▶ _SOURCE EXTRACT_
I think it's safe to say this recontextualizes the midterms... since pretty much everyone else is already saying so. Some excerpts from the CNN announcement:

The retirement is effective July 31, Kennedy said in a letter to President Donald Trump on Wednesday.

Kennedy's decision to step down could transform the Supreme Court for generations. Trump will have his second opportunity to nominate a justice and will likely replace Kennedy with a young, conservative jurist. That would create a bloc of five staunch conservative justices who could move the court further to the right and cement a conservative majority for the foreseeable future.


The court opening is also likely to drastically alter both parties' approaches to November's midterm elections. Republicans, in particular, hope the vacancy activates a base that the party has worried would sit out this year's contests.

The timing couldn't be worse for the five Democratic senators up for re-election in states Trump won by double digits: Sens. Joe Donnelly of Indiana, Claire McCaskill of Missouri, Jon Tester of Montana, Heidi Heitkamp of North Dakota and Joe Manchin of West Virginia. If those five vote against Trump's nominee, they'll hand Republicans a potent issue to hammer them with. If they vote for the nominee, they risk severe retribution from within the Democratic Party.

Recalling McConnell's action, Democrats have begun calling for a delay until after the midterms.


Personal dignity and liberty are constant themes in Kennedy's jurisprudence as well as the limitation of federal power over the sovereignty of the states.

Kennedy disliked the label of "swing vote," but he did side with his conservative colleagues on issues such as campaign finance, gun control and voting rights. He also cast a vote with conservatives in Bush v. Gore, the 2000 case on disputed electoral results that cleared the way for the presidency of George W. Bush.

Kennedy authored the majority opinion in Citizens United v. FEC striking down election spending limits for corporations and unions in support of individual candidates -- an opinion that liberals and Democrats on the campaign trail vowed to overturn.

To the dismay of conservatives, however, he joined the liberals on the court in other areas.

Kennedy voted to reaffirm the core holding of Roe v. Wade in 1992, only to vote to uphold a federal ban on a particular abortion procedure in 2007.

Nine years later, he sided once again with the liberals on the court to strike down a Texas law that abortion rights supporters thought was the strictest nationwide. Without Kennedy's vote, the law would have been allowed to go into effect, inspiring other states to pass similar legislation.

In the same term, Kennedy pivoted on the issue of affirmative action when he voted for the first time in favor of a race- conscious admissions plan at a public university.

After that term, former acting Solicitor General Neal Katyal said, "It is very much Justice Kennedy's court."


Although for many years Kennedy served as the most important vote on the court, he was only the third choice of President Reagan in 1987. The Senate rejected Robert Bork after contentious hearings.

▶ _AIM A_
Reproduce the rows from the line with "Target: floral hijab" up to and including the last line of the rows, keeping every line, and raise each coordinate in the answers by 99.

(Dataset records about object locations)

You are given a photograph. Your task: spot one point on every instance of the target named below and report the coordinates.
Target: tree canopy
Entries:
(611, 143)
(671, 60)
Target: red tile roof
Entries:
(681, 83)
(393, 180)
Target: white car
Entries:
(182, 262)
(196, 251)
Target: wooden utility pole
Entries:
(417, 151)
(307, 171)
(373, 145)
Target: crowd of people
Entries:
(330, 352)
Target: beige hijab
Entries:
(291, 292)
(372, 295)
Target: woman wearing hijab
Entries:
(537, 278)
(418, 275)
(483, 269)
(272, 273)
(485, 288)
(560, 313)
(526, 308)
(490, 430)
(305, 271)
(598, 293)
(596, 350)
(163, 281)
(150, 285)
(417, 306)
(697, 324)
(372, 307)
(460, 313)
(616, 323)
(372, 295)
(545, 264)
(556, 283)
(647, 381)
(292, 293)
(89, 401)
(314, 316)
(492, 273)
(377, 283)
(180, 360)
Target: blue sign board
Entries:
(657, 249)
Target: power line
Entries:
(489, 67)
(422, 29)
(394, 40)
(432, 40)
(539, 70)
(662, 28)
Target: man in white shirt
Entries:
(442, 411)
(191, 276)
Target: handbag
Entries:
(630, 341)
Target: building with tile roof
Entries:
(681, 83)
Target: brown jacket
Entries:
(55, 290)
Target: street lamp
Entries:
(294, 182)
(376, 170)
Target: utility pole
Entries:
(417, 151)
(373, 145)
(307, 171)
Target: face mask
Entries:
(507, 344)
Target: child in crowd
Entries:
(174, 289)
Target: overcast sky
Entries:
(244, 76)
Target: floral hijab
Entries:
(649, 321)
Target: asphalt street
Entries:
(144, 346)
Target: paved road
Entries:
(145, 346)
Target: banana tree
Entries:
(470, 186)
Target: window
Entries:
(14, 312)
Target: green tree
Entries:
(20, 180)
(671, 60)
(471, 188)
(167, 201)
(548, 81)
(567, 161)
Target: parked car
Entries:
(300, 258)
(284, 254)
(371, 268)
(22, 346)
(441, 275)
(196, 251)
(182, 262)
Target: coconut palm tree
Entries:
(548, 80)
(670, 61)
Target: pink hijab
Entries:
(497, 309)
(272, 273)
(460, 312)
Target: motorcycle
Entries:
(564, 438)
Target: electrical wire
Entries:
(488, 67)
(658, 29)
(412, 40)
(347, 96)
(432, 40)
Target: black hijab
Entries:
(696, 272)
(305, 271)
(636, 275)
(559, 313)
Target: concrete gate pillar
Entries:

▶ _AIM B_
Extend the news excerpt on Justice Kennedy's retirement beyond its final sentence.

▶ _RESULT A_
Target: floral hijab
Entries:
(748, 420)
Target: asphalt street
Entries:
(243, 445)
Target: paved road
Entries:
(244, 445)
Target: banana tree
Entries:
(569, 285)
Target: window
Entries:
(113, 411)
Target: green tree
Entries:
(119, 279)
(770, 159)
(570, 287)
(266, 300)
(647, 180)
(666, 260)
Target: parked car
Entries:
(399, 357)
(383, 353)
(470, 367)
(121, 445)
(540, 374)
(295, 350)
(281, 361)
Target: coconut palm tree
Entries:
(647, 179)
(769, 160)
Target: pink hijab
Entries:
(596, 408)
(371, 372)
(559, 411)
Target: motorcycle
Entries:
(663, 537)
Target: electrical wire
Entries:
(587, 166)
(757, 128)
(511, 139)
(446, 195)
(531, 139)
Target: black hijab
Entries:
(795, 371)
(404, 370)
(735, 374)
(658, 412)
Target: concrete gate pillar
Entries:

▶ _RESULT B_
Judge Douglas Ginsburg dropped out after admitting he had smoked marijuana when he served as a law professor for Harvard.

But Reagan praised his choice when he introduced him to the country, calling Kennedy "that special kind of American who's always been there when we needed leadership."

https://www.cnn.com/2018/06/27/politics/anthony-kennedy-retires/index.html
Anthony Kennedy will probably be remembered as among the most powerful judges in American history. What will follow from his retirement will predictably be a bloodsport. With a Blue Wave just around the corner and the future of Roe v Wade conceivably on the line, the stakes are even higher than usual. And Republicans have all the power.

Or do they? Can the Democrats stall through the midterms? How would they accomplish this? Would it even amount to anything if they did? Trump says the process for Kennedy's replacement will begin immediately. McConnell says they'll be voting by fall.

Incidentally, I was on Chris Hayes' twitter earlier this afternoon drinking gallons of salt water (he concludes that Kennedy is "one of the most morally vain figures in American public life") when I happened upon a tweet from some gentleman named "Boko Harambe". He offered this bit of wisdom:

Constitutional originalism is the only correct interpretation of the constitution. If you want legislation passed or the constitution changed, that’s the legislature’s job.


Not bad for a guy that has a turtle eating a watermelon for his profile picture. There's something to be said for the argument that judicial review is in and of itself unconstitutional. At the very least it is a perversion of the republic that the Supreme Court is seen as the legislator of last resort. That is not their job. Unfortunately this is the world John Marshall gave us, and as such the best they can do is interpret the law correctly. Judicial activism is a self conscious farce, and it is not a legitimate philosophy.

The confirmation of Neil Gorsuch is the single greatest accomplishment of an administration and a ruling party that is desperate to be responsible for anything approaching adequacy, and I'd just as soon they repeat that miracle and on McConnell's schedule if at all possible. No number of Supreme Court vacancies would ever have justified the Trump presidency, but now that we're here we may as well make the best of it.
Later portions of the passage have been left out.